BEGIN Supplied material
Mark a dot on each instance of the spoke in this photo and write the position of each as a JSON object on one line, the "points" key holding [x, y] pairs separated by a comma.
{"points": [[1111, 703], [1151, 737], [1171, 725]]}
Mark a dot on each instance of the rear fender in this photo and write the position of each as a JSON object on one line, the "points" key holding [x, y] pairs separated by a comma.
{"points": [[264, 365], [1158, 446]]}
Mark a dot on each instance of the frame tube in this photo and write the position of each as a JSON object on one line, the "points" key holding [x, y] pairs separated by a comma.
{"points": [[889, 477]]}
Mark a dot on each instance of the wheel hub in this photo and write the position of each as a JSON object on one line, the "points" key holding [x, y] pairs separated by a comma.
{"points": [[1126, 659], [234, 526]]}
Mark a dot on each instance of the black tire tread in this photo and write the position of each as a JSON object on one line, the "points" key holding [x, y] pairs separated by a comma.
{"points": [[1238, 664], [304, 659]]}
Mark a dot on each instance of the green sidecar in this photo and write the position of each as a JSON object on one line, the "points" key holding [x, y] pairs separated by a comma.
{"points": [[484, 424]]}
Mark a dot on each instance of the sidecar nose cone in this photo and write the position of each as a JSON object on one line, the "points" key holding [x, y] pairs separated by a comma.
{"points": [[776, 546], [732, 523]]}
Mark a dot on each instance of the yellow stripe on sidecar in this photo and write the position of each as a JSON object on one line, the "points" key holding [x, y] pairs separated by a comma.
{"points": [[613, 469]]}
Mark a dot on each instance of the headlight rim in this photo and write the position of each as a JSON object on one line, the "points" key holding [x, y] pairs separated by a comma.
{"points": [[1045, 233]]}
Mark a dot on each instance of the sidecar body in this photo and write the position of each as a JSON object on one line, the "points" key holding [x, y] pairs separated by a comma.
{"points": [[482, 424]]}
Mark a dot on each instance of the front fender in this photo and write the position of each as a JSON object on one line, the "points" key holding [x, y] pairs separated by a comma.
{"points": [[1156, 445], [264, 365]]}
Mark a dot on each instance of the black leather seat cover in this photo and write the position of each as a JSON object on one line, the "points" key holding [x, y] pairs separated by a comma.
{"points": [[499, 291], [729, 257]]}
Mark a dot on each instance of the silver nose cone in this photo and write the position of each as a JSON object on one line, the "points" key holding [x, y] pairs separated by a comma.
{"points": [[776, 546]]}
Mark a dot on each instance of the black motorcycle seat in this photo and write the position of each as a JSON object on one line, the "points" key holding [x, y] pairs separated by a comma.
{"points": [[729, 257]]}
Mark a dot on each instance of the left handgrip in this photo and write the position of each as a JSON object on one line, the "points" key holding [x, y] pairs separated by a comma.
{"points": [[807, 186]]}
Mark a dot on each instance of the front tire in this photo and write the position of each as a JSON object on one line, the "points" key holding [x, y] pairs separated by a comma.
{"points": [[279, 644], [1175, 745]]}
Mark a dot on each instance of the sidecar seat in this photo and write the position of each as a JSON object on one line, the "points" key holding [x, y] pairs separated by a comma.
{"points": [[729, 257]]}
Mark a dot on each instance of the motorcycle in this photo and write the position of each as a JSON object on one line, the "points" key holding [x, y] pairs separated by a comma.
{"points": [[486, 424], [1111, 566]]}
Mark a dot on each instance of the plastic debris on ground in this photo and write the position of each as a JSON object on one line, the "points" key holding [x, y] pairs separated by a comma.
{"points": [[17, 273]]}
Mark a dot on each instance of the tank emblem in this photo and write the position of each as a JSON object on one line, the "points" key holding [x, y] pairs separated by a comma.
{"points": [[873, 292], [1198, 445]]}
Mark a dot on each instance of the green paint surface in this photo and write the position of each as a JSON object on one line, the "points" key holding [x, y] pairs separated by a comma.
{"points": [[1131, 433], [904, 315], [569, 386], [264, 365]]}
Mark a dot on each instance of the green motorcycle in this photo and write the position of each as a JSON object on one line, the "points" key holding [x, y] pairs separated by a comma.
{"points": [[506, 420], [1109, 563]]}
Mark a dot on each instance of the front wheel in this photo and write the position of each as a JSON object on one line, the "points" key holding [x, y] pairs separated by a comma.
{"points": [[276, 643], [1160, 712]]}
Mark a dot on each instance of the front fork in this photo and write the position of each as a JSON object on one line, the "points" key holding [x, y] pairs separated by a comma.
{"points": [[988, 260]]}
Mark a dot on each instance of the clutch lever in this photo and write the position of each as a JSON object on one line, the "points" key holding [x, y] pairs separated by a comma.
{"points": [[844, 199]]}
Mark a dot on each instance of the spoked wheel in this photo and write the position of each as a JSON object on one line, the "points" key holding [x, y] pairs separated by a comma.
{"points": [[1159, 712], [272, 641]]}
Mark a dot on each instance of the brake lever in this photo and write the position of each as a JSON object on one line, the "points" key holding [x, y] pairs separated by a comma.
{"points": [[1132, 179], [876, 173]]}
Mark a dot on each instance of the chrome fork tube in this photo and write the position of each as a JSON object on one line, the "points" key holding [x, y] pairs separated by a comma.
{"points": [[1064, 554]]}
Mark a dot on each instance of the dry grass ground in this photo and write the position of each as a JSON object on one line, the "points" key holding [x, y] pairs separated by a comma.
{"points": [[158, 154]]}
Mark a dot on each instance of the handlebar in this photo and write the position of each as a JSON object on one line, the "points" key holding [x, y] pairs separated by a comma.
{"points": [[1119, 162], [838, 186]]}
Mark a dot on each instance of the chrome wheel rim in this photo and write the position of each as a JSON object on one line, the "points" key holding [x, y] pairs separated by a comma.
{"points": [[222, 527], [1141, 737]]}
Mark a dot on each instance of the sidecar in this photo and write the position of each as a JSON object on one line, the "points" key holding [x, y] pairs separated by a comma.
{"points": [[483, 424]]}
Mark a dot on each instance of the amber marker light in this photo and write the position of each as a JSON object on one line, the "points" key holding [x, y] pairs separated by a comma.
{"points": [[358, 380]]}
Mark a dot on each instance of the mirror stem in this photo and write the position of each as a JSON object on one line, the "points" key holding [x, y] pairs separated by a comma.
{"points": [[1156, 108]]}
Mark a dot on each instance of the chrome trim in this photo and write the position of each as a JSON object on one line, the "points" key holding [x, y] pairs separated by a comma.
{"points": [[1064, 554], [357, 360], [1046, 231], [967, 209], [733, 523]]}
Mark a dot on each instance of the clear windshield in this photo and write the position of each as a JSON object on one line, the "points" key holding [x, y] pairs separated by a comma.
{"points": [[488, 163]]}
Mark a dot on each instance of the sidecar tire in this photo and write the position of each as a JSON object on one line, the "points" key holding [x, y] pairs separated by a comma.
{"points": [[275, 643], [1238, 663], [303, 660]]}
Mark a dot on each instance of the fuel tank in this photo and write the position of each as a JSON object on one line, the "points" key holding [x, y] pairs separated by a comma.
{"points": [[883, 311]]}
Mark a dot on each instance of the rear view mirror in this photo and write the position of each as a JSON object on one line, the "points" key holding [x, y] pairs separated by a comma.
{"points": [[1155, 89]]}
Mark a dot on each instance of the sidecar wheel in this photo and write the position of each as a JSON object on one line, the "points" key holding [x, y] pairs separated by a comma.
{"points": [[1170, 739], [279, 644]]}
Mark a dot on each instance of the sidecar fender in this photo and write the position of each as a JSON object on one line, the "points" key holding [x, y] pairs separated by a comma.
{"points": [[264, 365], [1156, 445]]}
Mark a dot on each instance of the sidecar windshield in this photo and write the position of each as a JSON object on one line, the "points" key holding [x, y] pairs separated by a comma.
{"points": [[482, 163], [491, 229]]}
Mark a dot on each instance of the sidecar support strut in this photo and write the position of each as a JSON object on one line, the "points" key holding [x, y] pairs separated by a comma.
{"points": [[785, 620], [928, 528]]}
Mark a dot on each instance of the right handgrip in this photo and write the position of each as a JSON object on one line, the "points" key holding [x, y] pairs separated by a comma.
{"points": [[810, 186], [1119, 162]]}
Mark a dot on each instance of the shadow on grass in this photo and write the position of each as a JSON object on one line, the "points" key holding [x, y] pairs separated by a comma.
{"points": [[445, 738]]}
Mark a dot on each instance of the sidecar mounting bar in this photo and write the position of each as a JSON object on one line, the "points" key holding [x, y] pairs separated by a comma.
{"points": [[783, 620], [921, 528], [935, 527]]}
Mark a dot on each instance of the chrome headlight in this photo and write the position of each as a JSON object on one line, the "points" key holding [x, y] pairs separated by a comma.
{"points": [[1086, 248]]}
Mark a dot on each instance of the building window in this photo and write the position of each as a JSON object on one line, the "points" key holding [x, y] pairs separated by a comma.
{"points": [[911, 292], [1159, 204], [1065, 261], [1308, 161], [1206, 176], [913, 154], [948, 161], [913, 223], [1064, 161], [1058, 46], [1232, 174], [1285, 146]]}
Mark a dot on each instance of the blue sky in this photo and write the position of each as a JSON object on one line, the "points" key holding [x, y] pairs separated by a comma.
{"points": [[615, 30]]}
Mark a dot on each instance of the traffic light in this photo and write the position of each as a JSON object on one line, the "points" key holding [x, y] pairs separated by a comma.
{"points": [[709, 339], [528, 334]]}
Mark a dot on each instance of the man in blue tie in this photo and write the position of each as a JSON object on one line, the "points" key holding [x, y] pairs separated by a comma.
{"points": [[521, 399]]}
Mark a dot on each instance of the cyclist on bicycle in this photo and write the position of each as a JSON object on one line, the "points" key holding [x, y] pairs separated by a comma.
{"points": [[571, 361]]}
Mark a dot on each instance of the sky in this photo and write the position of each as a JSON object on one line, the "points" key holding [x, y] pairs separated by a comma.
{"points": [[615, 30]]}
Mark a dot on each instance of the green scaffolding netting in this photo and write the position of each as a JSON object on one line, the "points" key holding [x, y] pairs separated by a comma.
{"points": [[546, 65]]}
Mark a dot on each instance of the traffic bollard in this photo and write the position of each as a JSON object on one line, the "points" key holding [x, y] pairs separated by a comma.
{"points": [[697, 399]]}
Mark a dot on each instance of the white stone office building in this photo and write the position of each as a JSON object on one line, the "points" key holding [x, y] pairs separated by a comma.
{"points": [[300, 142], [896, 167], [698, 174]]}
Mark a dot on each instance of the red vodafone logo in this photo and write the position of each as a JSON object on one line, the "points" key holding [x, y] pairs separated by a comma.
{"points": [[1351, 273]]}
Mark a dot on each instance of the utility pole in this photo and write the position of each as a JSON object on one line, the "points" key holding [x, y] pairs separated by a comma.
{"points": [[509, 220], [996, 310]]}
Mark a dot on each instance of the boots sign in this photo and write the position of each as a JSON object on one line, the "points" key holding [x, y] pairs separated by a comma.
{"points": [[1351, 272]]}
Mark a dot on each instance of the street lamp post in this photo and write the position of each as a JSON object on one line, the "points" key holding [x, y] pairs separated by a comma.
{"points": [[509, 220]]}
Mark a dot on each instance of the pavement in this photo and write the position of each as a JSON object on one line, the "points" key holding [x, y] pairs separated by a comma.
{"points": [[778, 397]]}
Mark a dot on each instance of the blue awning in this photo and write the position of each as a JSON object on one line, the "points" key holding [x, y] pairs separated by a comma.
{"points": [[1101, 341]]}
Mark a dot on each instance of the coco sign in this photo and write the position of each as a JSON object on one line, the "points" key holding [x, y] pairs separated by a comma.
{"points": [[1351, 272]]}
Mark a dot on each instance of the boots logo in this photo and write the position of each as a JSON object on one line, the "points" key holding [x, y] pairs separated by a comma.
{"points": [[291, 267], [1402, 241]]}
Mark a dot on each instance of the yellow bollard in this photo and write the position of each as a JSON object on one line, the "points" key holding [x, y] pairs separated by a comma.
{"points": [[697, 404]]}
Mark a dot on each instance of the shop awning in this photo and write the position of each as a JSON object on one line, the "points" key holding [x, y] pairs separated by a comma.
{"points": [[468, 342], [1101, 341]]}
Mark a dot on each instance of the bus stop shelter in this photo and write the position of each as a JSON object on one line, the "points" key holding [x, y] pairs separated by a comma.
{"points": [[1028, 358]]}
END Supplied material
# What you are asked to do
Beginning from the line that contains "Mark a dot on each instance of the bus", give each line again exactly, through the final line of the records.

# Finished exercise
Mark a dot on each instance of the bus stop shelter in this photo and write the position of each as a JSON object on one line, the "points" key holding [x, y] pairs separated by a comma.
{"points": [[1028, 358]]}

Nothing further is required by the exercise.